** Your task **
State how many lines of the records contain the string "brown", and reply with that number alone.
━━━ Rows ━━━
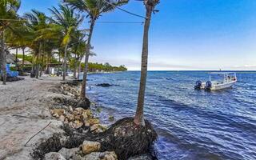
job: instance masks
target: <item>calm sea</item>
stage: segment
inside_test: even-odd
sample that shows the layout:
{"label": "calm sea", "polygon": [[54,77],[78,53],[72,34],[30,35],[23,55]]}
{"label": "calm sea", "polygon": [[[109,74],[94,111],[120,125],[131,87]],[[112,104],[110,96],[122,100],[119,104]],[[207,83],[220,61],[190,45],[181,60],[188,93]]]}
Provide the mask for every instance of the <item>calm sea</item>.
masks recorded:
{"label": "calm sea", "polygon": [[[206,71],[150,71],[145,116],[158,159],[256,159],[256,72],[237,72],[232,89],[194,90]],[[133,116],[140,73],[90,74],[88,94],[116,119]],[[110,87],[96,86],[110,83]]]}

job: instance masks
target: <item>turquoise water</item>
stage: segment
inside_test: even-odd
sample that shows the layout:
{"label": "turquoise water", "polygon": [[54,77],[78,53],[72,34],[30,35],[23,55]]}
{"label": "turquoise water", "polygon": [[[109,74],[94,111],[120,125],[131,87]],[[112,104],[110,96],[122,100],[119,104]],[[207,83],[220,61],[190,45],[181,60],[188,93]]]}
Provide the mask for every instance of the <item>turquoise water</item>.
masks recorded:
{"label": "turquoise water", "polygon": [[[158,159],[256,159],[256,72],[239,72],[232,89],[194,90],[203,71],[150,71],[145,117],[159,138]],[[140,73],[90,74],[90,98],[118,119],[133,116]],[[110,83],[110,87],[96,86]]]}

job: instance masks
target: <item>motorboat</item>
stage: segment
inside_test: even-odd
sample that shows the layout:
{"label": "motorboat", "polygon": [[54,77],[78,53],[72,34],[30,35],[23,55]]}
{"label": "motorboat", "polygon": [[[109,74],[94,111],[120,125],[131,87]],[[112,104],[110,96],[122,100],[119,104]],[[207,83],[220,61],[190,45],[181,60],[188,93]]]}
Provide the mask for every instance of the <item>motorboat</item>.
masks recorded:
{"label": "motorboat", "polygon": [[197,81],[194,89],[217,90],[232,87],[238,81],[235,72],[211,72],[209,81]]}

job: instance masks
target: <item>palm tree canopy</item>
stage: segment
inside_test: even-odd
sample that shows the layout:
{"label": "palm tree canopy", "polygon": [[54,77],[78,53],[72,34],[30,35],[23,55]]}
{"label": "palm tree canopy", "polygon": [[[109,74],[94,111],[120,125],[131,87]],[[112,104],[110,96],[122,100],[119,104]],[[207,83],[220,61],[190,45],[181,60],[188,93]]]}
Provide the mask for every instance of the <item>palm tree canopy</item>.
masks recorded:
{"label": "palm tree canopy", "polygon": [[61,34],[62,34],[62,45],[65,46],[71,41],[71,38],[74,37],[74,34],[78,30],[78,26],[83,21],[83,17],[80,14],[76,14],[74,9],[66,5],[59,5],[59,10],[55,7],[49,10],[53,15],[49,19],[55,26],[51,27],[51,30],[54,30],[53,32],[48,33],[59,34],[61,32]]}
{"label": "palm tree canopy", "polygon": [[72,7],[86,11],[90,19],[97,19],[102,13],[109,12],[129,0],[66,0]]}

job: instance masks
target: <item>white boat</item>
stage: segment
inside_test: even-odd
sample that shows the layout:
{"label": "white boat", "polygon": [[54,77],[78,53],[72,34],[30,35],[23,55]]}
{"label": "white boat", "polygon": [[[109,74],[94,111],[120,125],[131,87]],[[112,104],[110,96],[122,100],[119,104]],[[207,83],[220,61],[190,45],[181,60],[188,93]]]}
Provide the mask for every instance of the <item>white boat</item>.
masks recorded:
{"label": "white boat", "polygon": [[194,89],[206,90],[222,90],[232,87],[237,81],[238,78],[234,72],[211,72],[210,73],[209,81],[197,81]]}

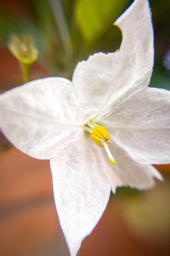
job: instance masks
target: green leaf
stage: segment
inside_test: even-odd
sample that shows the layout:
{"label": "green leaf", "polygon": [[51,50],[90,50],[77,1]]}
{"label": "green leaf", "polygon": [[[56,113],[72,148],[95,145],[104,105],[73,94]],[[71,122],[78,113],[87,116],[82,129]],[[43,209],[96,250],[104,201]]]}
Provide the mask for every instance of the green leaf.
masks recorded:
{"label": "green leaf", "polygon": [[126,9],[129,0],[77,0],[75,16],[85,40],[93,41],[104,33]]}

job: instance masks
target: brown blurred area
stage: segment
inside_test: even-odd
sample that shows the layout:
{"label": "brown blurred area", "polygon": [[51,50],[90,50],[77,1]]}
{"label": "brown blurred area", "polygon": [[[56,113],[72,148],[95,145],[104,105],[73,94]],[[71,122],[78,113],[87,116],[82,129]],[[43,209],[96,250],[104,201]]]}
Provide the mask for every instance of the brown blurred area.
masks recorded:
{"label": "brown blurred area", "polygon": [[[1,151],[0,157],[0,255],[68,256],[55,206],[48,161],[31,158],[13,147]],[[158,184],[157,195],[160,193],[159,187],[164,186]],[[157,202],[163,200],[163,205],[166,204],[169,195],[164,201],[161,198]],[[79,256],[169,255],[170,229],[167,229],[166,234],[164,227],[167,223],[162,223],[161,232],[159,225],[154,226],[154,229],[152,225],[146,227],[146,220],[143,227],[139,226],[139,221],[142,220],[140,218],[144,220],[147,214],[142,213],[145,204],[142,204],[141,211],[140,200],[135,197],[111,198],[97,226],[82,243]],[[150,202],[147,203],[148,207]],[[150,205],[151,210],[154,205]],[[163,213],[162,205],[158,207],[162,208],[159,213]],[[134,214],[138,215],[137,226],[132,223]],[[150,214],[151,220],[152,211]]]}

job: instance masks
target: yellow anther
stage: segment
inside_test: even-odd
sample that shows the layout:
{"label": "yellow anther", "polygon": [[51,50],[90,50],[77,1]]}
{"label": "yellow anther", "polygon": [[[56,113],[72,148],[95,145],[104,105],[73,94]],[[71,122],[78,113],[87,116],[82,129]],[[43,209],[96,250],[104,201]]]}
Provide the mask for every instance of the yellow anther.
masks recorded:
{"label": "yellow anther", "polygon": [[110,144],[112,139],[106,128],[102,126],[95,126],[93,128],[91,134],[93,140],[96,142],[99,147],[104,148],[104,140],[105,140],[108,146]]}
{"label": "yellow anther", "polygon": [[91,137],[93,140],[99,147],[104,148],[112,166],[115,165],[116,161],[114,159],[108,148],[112,139],[106,128],[102,126],[97,126],[93,128]]}

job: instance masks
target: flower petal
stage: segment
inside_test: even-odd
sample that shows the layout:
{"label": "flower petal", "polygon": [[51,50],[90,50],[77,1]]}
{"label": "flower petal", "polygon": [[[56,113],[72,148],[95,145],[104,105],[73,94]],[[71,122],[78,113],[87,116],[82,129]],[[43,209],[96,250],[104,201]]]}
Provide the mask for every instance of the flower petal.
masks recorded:
{"label": "flower petal", "polygon": [[58,147],[76,136],[77,126],[84,121],[75,102],[67,79],[28,83],[0,96],[1,129],[24,153],[49,159]]}
{"label": "flower petal", "polygon": [[50,162],[57,210],[71,256],[99,221],[110,192],[100,148],[85,142],[83,132]]}
{"label": "flower petal", "polygon": [[[121,181],[121,184],[119,183],[120,186],[129,186],[141,190],[152,188],[155,184],[153,177],[163,180],[160,173],[153,166],[135,162],[123,148],[115,143],[113,142],[112,144],[110,150],[116,161],[112,171],[108,169],[108,172],[113,193],[115,191],[114,177],[115,175]],[[119,186],[118,185],[117,186]]]}
{"label": "flower petal", "polygon": [[132,158],[144,164],[170,162],[170,91],[147,88],[109,114],[101,119]]}
{"label": "flower petal", "polygon": [[76,98],[89,118],[146,87],[150,80],[154,50],[148,1],[136,0],[116,24],[123,34],[119,51],[90,56],[78,64],[73,75]]}

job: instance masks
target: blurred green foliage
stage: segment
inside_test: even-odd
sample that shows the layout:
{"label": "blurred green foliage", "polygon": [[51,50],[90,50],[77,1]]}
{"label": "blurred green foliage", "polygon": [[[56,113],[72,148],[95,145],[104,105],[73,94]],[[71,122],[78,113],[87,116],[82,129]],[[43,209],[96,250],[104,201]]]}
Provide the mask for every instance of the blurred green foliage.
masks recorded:
{"label": "blurred green foliage", "polygon": [[[38,61],[48,75],[71,79],[78,61],[99,51],[114,52],[121,33],[112,25],[132,0],[16,0],[22,11],[0,3],[0,44],[12,33],[32,35]],[[151,0],[155,29],[156,58],[150,86],[170,89],[170,76],[162,64],[170,48],[170,1]]]}

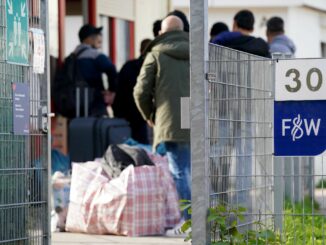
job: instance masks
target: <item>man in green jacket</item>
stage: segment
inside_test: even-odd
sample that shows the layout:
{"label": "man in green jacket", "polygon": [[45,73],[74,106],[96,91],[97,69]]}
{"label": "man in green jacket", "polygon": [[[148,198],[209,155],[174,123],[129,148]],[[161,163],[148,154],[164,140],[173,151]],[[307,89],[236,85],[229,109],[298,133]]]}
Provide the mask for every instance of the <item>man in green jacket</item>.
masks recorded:
{"label": "man in green jacket", "polygon": [[[181,129],[181,97],[189,97],[189,35],[168,16],[149,45],[134,88],[136,105],[154,128],[153,148],[163,144],[180,199],[190,200],[190,131]],[[184,212],[184,218],[190,218]]]}

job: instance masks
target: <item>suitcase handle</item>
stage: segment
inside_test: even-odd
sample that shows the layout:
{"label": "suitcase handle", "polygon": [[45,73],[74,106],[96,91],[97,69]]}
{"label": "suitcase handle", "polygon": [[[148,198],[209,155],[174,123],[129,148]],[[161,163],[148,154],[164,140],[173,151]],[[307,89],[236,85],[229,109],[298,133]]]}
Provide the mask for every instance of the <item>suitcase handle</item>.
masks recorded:
{"label": "suitcase handle", "polygon": [[[88,117],[88,88],[83,87],[84,89],[84,117]],[[81,88],[76,88],[76,117],[80,117],[80,94]]]}

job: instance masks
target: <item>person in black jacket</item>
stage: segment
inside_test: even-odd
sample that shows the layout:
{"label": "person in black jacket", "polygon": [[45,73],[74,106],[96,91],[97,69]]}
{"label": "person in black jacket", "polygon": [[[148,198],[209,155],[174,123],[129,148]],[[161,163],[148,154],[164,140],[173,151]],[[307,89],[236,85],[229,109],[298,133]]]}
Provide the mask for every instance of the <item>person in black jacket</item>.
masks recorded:
{"label": "person in black jacket", "polygon": [[114,116],[126,119],[130,123],[132,138],[142,144],[149,144],[147,123],[136,107],[133,89],[144,62],[146,47],[150,42],[150,39],[144,39],[140,45],[140,57],[127,61],[121,68],[118,76],[117,93],[113,103]]}
{"label": "person in black jacket", "polygon": [[251,36],[255,17],[250,10],[239,11],[233,19],[233,31],[223,32],[212,42],[250,54],[270,57],[269,46],[262,38]]}

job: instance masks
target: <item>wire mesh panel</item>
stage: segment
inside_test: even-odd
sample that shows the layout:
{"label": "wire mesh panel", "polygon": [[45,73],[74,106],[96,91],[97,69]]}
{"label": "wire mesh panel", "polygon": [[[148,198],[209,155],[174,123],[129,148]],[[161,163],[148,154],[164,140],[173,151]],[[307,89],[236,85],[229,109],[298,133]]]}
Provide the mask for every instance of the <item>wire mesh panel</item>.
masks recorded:
{"label": "wire mesh panel", "polygon": [[[26,3],[19,11],[23,16],[27,10],[28,27],[46,33],[47,1]],[[28,65],[8,62],[6,4],[15,2],[0,0],[0,244],[49,244],[48,136],[42,115],[48,107],[47,69],[44,74],[33,72],[31,31]],[[14,133],[13,84],[29,87],[27,135]]]}
{"label": "wire mesh panel", "polygon": [[213,240],[273,227],[273,67],[269,59],[209,47],[210,206],[225,222],[213,224]]}
{"label": "wire mesh panel", "polygon": [[209,47],[212,241],[325,244],[325,158],[273,156],[276,62]]}

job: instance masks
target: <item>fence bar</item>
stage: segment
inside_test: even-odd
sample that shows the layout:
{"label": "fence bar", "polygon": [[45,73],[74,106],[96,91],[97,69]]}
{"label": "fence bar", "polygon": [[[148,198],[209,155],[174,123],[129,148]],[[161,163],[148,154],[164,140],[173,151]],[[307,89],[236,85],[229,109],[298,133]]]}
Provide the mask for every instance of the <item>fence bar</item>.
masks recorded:
{"label": "fence bar", "polygon": [[190,1],[191,163],[193,244],[210,243],[206,222],[209,206],[205,74],[208,60],[207,0]]}

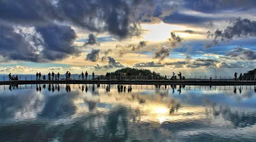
━━━
** Full response **
5